Pictures do not belong in the copy. Return all of the entries exactly.
BEGIN RECORDS SUPPLIED
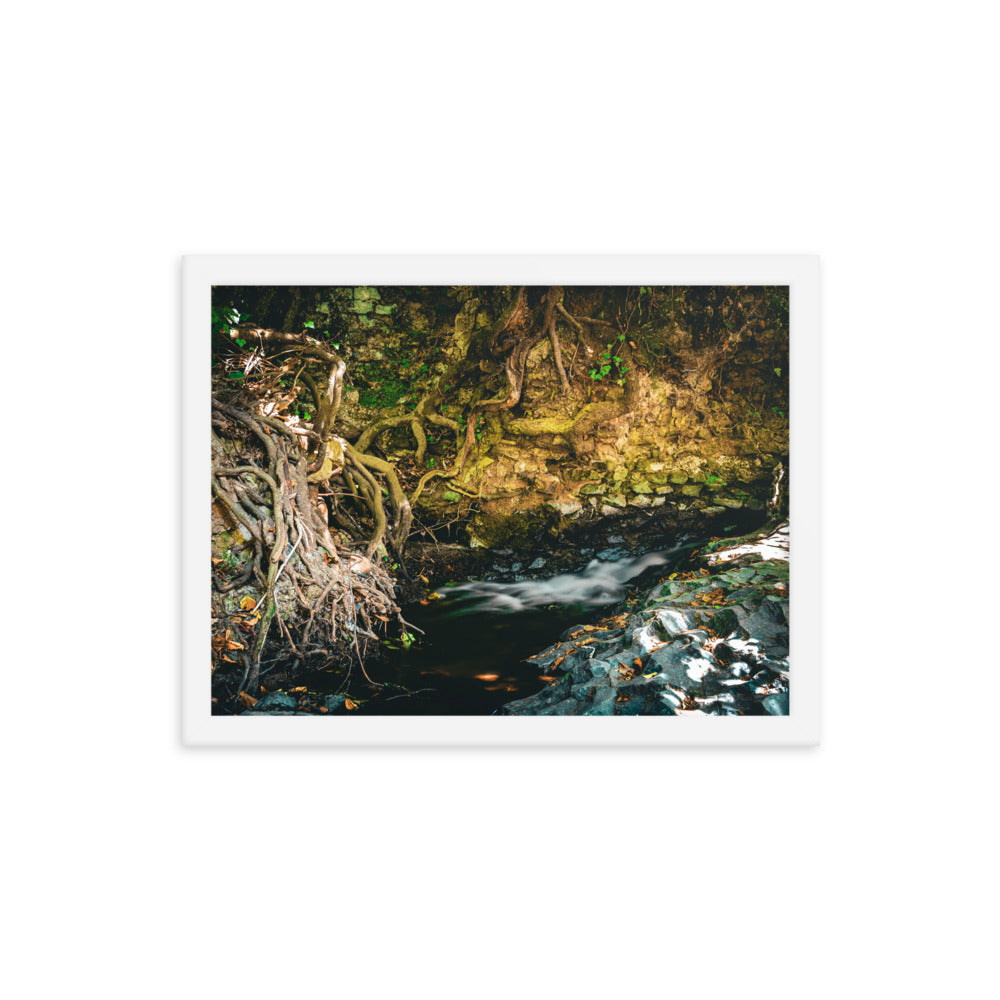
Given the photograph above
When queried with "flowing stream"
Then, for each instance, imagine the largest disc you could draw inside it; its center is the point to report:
(477, 635)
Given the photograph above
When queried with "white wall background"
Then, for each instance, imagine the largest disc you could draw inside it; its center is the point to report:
(861, 131)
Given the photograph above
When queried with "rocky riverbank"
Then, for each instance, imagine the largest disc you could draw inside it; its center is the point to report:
(711, 641)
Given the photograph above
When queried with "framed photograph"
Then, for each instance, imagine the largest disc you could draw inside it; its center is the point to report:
(500, 500)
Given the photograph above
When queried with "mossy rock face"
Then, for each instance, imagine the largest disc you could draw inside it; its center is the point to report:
(499, 525)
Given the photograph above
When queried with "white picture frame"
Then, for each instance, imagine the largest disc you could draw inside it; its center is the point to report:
(801, 727)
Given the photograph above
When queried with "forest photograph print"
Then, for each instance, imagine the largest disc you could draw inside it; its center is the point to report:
(500, 500)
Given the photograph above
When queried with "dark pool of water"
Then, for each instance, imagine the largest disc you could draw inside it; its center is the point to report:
(466, 663)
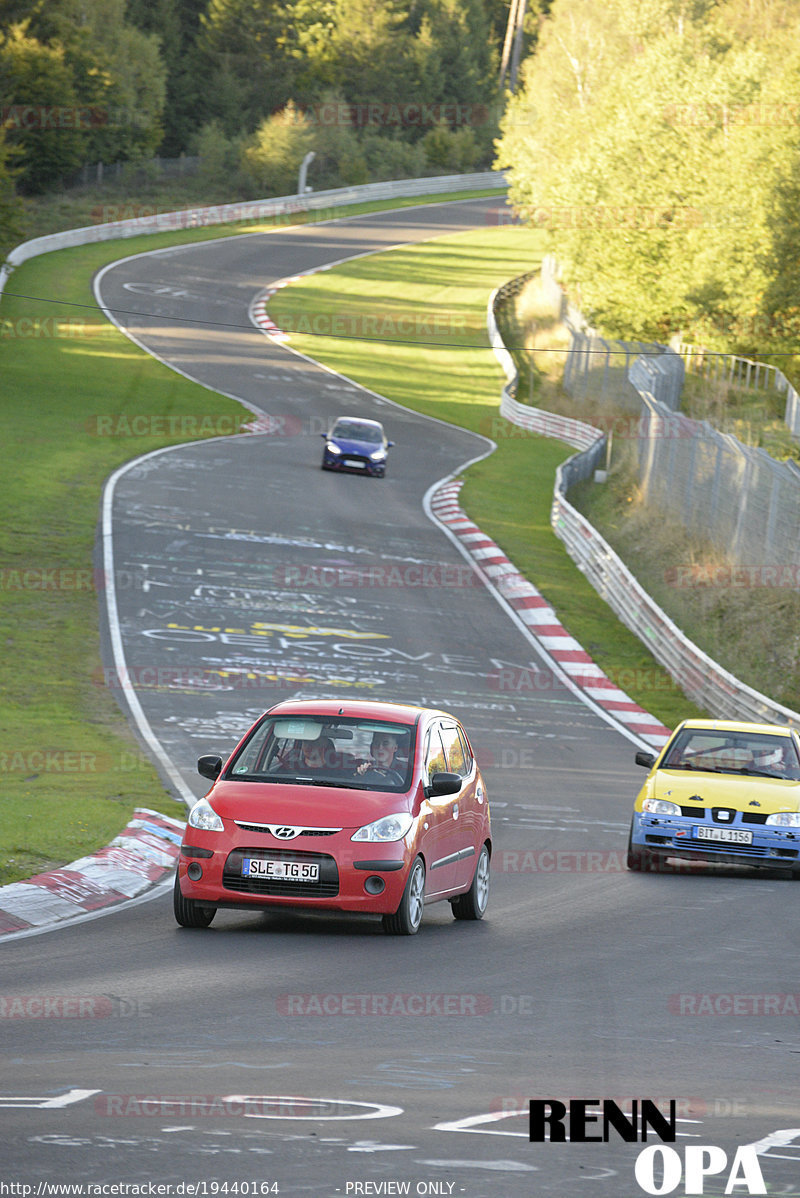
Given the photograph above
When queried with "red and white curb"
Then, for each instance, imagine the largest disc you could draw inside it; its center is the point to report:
(143, 854)
(259, 310)
(540, 619)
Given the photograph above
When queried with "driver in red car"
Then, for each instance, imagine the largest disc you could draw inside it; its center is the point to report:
(383, 751)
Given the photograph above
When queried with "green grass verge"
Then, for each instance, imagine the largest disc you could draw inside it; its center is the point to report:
(454, 376)
(70, 767)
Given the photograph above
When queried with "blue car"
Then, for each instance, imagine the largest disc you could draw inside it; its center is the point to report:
(357, 445)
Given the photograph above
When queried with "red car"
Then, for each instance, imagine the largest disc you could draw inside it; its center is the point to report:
(361, 806)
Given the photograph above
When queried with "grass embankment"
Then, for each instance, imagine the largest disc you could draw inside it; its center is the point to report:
(434, 358)
(744, 618)
(70, 767)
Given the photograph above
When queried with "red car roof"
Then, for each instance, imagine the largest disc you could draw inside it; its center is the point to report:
(364, 709)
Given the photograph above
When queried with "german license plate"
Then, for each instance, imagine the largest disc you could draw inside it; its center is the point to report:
(285, 871)
(728, 835)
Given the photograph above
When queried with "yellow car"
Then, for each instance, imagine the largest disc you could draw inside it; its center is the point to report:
(720, 791)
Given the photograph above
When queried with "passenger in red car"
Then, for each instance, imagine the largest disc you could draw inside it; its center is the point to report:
(383, 751)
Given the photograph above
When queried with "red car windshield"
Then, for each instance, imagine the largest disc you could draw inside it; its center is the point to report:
(311, 750)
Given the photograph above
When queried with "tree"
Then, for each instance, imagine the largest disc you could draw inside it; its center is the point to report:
(11, 210)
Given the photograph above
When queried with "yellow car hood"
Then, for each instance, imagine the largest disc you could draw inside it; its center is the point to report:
(740, 791)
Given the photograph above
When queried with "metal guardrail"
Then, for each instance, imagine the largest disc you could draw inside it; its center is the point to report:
(741, 373)
(702, 679)
(247, 211)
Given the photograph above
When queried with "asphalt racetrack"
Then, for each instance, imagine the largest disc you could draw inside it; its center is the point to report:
(314, 1052)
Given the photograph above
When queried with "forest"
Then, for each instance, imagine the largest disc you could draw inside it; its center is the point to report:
(654, 141)
(658, 143)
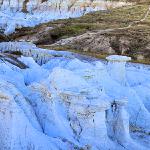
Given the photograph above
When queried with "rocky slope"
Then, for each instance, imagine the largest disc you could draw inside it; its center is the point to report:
(117, 31)
(61, 101)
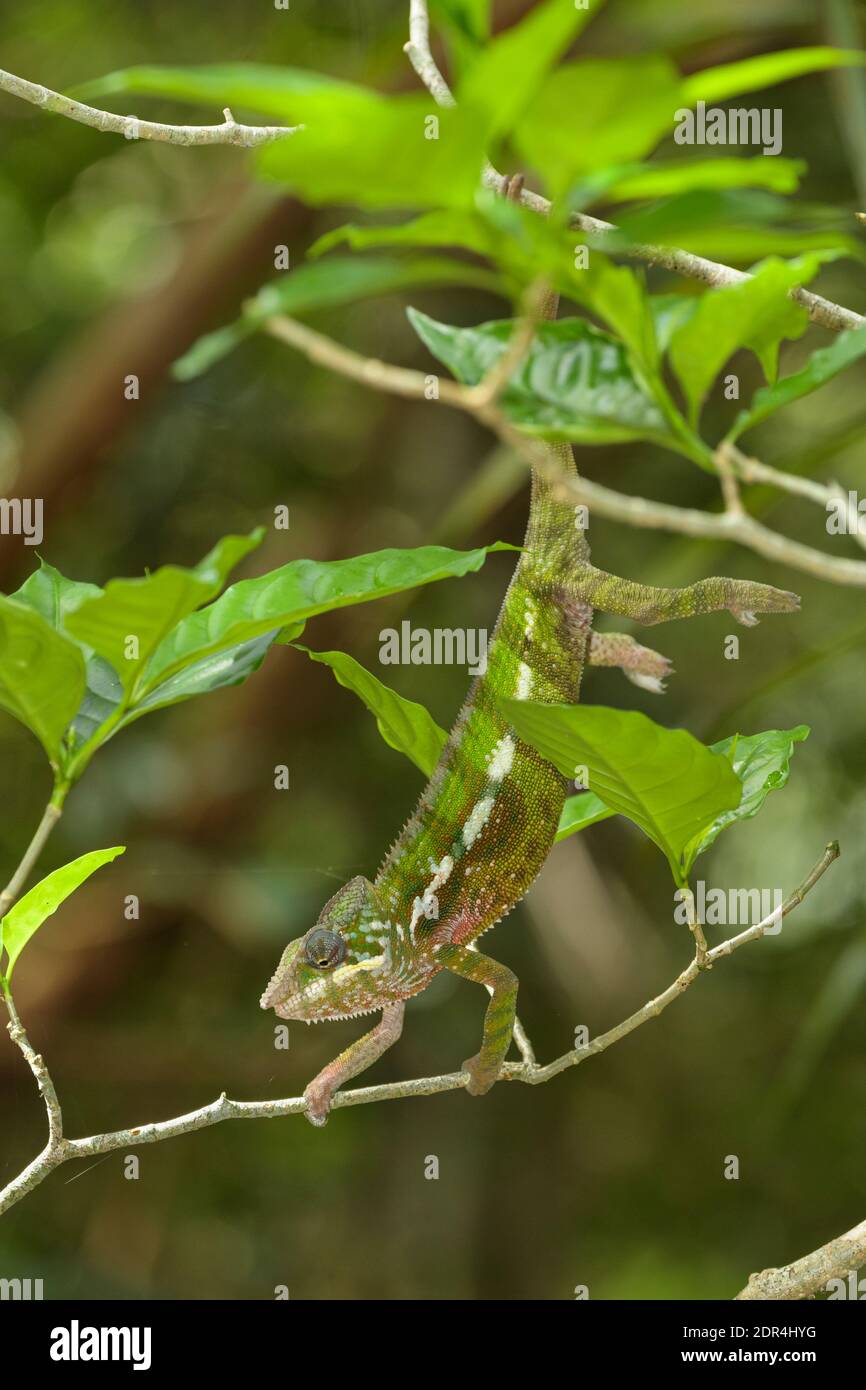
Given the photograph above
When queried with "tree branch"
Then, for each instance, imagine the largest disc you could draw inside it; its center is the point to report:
(809, 1275)
(637, 512)
(135, 129)
(669, 257)
(60, 1150)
END RECORDS SUPPLIED
■ OUTPUT FOR THIS TASK
Given the photograph above
When queried with "flowing stream"
Then, for each instance, imagine the largest disc you could draw inside it; its center is the point to report:
(477, 635)
Given the photograph above
When queried with "white wall background"
Then, for each instance, imagine the largest disc you could draw inside it; its center is the point to report:
(861, 131)
Given the photograph above
When queried with "rocky riverbank"
Then, for each instance, imagine the largest disc you could draw inside it; its center is the point to report:
(711, 641)
Given the photograph above
When queried with "framed photograph"
Then, for each instance, imagine the largest disc you could draw inside it; its center is the point to report:
(500, 500)
Given the photograph above
When queried with "mossy rock face"
Then, for each instance, imagine the largest disc you could draw inside it; its center is the point to report:
(499, 525)
Given the photograph above
When queried with "white picture frame"
Then, for each instance, imagine the largest disc you could draw inside it; its center is the point to report:
(801, 727)
Given the photograph above
When queried with "forest photograph print"
Then, for each instance, imagine the largest disc you could draw inside it; its center is the point to report:
(500, 500)
Given the photograph above
When queried with "dark pool of water"
Then, for each instance, imagine the largest disc you could draw inside it; its center is the point to report:
(466, 663)
Given the photograph above
When queried with "red and white curb"
Then, for each instance, imagine the largest disc you could draw inside it; its center is the point to report:
(143, 854)
(259, 310)
(540, 619)
Given the photograph above
When queried with "driver in red car"
Then, for each instance, imagine the largest disc you could draw inside it; its center is the point to report:
(383, 751)
Given the photograph above
When queried with "green grass verge"
Then, for each instance, imagine the largest disc you could draw inside it; its center is the point to report:
(454, 376)
(70, 767)
Given the photograph above
When queried with "blue car"
Then, for each instance, imagine the largest disc you could draw inside it; its center is the point to report:
(357, 445)
Given the photograph above
When queried with "red car"
Then, for each instance, imagine the largest disc you could draw inside it; its center is the point to report:
(361, 806)
Given the photograph above
When queried with "grass embankment"
Then, for each instance, imagine the largest disc you could draw inside it; its center is the point to report:
(434, 358)
(744, 618)
(70, 767)
Given the photograph above
When queried with "red car roof"
Then, for each instance, imagine the largest disc you could draw inside it; its center is the point to report:
(364, 709)
Given the photograph above
When queried with "german license plate"
Then, for each instance, imagine the largest disc you could draw inside it; its center is the point to report:
(285, 871)
(728, 835)
Given the photograph above
When queried with "yellow car"
Then, for each instance, imagine the largest disc you could draw inside it; its center is the point to report:
(720, 791)
Given the photograph above
When queried with "passenger in red car"
Then, for each instance, imagine the largest disc you could draw inside it; its center is the point to report:
(383, 751)
Given the photograph above
When queried with "red car windshield"
Then, for each instance, imagine the largest disc you could draw inside it; its center is the point to report:
(311, 750)
Given the photograph above
When queried with "tree"
Then, for each instance, imagine the largest disc you could draw inside it; its center is the point to report:
(11, 210)
Given the photograph above
When queried with "yellow car hood"
Then, for each instance, imagine the largest disc you could draw inside it; its center is the point to report:
(740, 791)
Given the photograph above
When queried with "metal guardrail"
Then, for each instance, imagine the largest disc you could draw inside it; its center is the point to report:
(741, 373)
(702, 679)
(247, 211)
Given the photograph above
When queried with "asphalt racetrack"
Then, for each instance, imagine the largest disc you could draw inside it; its center is the point to report:
(314, 1052)
Given the photograph above
When queried with "forest"
Then, for each instance, imagine the largest disc you could draw inside it; its center is the point to report:
(654, 141)
(658, 143)
Given the photograph above
When queried with "rocky slope"
Then, for each instance, imagine the largest disc you could draw inside it; its center is the point to report:
(117, 31)
(61, 101)
Given the photograph above
When queried with "tree branch"
Then, for each instance, imagine the largest disc you could draw inside it; its center is the point to report:
(809, 1275)
(637, 512)
(135, 129)
(669, 257)
(60, 1150)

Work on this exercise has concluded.